SHORT TASK —
In the listing below, copy word for word everything from the line containing "Task: locate the overcast" through the end of the listing.

RECORDS PROVIDED —

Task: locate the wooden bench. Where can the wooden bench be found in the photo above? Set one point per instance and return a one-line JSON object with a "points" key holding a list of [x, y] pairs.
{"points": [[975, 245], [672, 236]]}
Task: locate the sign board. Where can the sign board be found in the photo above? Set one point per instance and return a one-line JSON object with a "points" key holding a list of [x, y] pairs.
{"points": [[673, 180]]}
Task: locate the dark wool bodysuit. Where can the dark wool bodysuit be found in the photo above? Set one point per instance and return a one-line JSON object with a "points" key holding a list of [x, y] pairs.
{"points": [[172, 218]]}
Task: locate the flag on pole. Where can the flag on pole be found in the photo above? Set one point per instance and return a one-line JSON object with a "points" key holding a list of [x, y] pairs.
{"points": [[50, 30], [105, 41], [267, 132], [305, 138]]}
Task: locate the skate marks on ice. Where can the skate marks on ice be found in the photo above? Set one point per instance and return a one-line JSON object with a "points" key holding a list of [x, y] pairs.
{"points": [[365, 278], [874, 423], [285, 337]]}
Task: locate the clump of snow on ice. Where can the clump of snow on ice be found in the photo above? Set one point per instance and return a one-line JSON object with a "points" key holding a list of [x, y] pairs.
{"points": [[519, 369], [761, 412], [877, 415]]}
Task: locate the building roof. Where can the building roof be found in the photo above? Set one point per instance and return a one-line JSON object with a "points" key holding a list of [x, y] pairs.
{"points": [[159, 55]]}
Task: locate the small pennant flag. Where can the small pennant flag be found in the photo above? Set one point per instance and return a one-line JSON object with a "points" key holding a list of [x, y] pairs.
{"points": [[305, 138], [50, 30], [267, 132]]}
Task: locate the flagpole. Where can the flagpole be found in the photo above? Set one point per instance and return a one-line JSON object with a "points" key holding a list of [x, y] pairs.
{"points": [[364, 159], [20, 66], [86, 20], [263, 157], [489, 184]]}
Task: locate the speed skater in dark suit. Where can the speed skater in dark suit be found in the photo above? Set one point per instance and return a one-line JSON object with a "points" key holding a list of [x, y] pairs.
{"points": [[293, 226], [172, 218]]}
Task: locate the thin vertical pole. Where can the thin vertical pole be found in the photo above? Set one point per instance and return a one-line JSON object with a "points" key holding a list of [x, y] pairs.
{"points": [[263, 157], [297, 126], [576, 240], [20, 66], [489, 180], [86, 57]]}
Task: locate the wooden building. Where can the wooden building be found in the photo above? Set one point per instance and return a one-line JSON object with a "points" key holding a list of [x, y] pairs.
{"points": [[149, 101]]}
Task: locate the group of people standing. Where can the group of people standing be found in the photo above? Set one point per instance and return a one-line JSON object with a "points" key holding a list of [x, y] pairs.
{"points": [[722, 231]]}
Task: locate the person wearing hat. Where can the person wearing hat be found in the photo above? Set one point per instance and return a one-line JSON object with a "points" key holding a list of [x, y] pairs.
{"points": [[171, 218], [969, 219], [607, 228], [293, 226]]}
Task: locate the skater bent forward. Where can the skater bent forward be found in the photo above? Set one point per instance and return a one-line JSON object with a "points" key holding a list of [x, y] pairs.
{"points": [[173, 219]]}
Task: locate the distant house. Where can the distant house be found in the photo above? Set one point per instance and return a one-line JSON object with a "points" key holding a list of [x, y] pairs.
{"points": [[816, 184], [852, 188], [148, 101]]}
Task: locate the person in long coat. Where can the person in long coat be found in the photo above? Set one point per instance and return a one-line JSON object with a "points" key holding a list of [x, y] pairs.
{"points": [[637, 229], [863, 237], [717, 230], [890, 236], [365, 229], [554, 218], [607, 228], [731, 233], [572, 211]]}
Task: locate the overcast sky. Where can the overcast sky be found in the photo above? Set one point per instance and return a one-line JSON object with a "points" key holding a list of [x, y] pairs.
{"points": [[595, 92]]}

SOLUTION TO THE EXERCISE —
Task: locate the overcast sky. Where can the overcast sky be found in the photo above? Set one point per instance and return a one-line JSON object with a "points" key holding a list of [x, y] pairs.
{"points": [[595, 92]]}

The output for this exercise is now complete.